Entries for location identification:
---*---

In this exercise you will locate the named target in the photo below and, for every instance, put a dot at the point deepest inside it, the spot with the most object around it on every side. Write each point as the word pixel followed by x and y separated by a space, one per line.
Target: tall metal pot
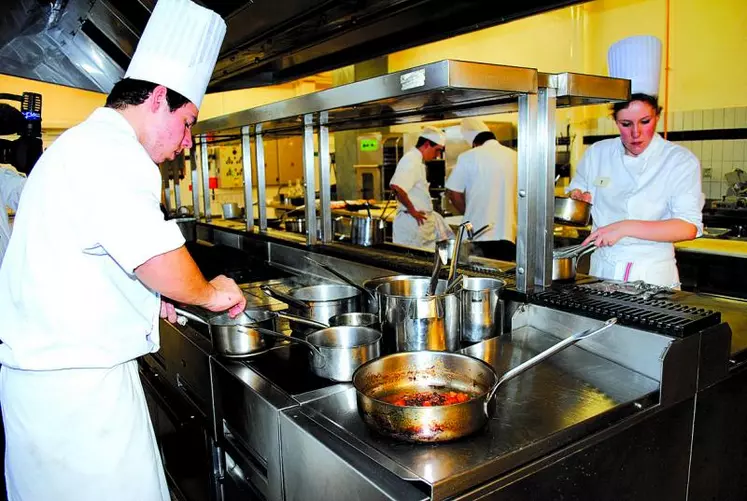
pixel 413 321
pixel 481 308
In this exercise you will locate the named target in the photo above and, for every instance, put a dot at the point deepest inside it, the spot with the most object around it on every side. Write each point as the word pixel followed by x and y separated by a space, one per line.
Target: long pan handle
pixel 283 297
pixel 302 320
pixel 278 335
pixel 191 316
pixel 544 355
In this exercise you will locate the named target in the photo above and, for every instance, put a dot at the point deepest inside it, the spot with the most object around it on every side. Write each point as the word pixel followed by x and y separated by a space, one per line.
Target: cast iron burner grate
pixel 657 315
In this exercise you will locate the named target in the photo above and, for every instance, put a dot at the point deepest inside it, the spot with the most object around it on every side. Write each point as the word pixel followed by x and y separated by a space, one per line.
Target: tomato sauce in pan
pixel 427 398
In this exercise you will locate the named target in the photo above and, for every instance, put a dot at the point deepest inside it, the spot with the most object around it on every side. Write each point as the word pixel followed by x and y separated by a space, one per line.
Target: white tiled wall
pixel 717 157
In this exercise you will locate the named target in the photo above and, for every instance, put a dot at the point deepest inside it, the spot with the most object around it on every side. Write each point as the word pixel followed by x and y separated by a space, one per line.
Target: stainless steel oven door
pixel 183 437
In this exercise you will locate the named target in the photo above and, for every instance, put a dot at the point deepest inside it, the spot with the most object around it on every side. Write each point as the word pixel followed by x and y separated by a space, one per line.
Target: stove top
pixel 287 367
pixel 642 308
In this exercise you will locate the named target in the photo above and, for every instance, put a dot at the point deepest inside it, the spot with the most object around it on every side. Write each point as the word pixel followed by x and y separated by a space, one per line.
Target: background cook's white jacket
pixel 411 177
pixel 487 177
pixel 11 185
pixel 89 215
pixel 664 183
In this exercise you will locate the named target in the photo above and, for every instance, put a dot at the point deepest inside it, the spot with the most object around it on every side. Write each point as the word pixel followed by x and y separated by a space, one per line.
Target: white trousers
pixel 79 435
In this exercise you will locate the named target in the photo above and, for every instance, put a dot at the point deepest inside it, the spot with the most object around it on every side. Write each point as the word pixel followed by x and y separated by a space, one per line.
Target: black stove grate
pixel 657 315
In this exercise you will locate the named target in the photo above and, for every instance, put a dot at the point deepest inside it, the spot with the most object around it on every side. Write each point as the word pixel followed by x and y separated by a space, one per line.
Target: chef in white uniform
pixel 414 223
pixel 81 281
pixel 11 186
pixel 646 191
pixel 483 187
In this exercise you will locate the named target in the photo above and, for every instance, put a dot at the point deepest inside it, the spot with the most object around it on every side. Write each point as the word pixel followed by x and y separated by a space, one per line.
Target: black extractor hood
pixel 88 43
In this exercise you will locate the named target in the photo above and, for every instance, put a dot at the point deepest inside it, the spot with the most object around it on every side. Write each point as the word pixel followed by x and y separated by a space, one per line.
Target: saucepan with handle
pixel 382 386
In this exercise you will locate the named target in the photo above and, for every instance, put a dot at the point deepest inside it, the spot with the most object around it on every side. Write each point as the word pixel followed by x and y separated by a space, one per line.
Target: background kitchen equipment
pixel 481 308
pixel 564 260
pixel 572 212
pixel 367 231
pixel 231 210
pixel 413 321
pixel 390 376
pixel 318 302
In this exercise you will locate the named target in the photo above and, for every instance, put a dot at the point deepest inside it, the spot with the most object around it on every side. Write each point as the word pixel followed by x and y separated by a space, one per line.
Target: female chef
pixel 645 190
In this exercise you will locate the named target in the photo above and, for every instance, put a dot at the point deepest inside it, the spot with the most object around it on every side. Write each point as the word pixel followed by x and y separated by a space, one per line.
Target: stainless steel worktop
pixel 541 410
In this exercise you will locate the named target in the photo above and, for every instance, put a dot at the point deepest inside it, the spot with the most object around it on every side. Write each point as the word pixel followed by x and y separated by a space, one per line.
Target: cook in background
pixel 646 191
pixel 414 222
pixel 81 284
pixel 482 186
pixel 11 185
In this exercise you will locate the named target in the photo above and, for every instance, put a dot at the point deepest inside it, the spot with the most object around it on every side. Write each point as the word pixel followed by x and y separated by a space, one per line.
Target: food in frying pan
pixel 428 398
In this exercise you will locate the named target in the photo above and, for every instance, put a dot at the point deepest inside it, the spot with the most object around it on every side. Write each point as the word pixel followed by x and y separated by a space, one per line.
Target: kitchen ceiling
pixel 88 43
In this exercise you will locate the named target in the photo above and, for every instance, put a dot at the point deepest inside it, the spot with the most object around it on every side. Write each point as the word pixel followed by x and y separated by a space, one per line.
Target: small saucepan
pixel 317 302
pixel 335 352
pixel 572 212
pixel 245 334
pixel 356 319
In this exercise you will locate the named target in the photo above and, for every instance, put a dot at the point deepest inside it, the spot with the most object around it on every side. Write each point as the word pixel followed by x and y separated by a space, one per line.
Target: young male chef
pixel 414 223
pixel 81 281
pixel 483 187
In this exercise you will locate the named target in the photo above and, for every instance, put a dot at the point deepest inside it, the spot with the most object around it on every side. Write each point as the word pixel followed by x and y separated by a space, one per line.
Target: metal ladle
pixel 440 257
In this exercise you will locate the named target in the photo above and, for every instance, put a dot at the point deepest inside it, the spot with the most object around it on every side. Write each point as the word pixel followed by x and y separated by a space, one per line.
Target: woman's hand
pixel 168 312
pixel 609 235
pixel 584 196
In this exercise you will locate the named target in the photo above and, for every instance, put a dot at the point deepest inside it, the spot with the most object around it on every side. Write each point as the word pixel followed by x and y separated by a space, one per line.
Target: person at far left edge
pixel 82 279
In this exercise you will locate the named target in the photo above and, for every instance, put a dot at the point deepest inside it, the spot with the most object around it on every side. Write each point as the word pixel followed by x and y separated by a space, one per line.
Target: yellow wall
pixel 707 43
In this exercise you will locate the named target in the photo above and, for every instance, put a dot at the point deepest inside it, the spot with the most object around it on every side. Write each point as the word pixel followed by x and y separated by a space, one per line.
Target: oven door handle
pixel 156 390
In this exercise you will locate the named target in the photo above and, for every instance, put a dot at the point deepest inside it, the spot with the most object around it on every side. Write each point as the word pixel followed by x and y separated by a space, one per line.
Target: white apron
pixel 406 231
pixel 661 183
pixel 656 272
pixel 79 435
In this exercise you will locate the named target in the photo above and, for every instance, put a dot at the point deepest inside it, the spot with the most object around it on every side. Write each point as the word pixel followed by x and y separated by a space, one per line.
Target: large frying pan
pixel 383 380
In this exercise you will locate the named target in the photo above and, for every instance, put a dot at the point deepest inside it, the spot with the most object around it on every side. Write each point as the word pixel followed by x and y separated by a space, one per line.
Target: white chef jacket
pixel 410 176
pixel 89 215
pixel 75 316
pixel 661 183
pixel 487 176
pixel 11 185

---*---

Exercise aim >> Gather every line of the entries above that contains the word "jacket", and copy each one in full.

Correct answer >>
Target: background cook's white jacket
Target: white chef jacket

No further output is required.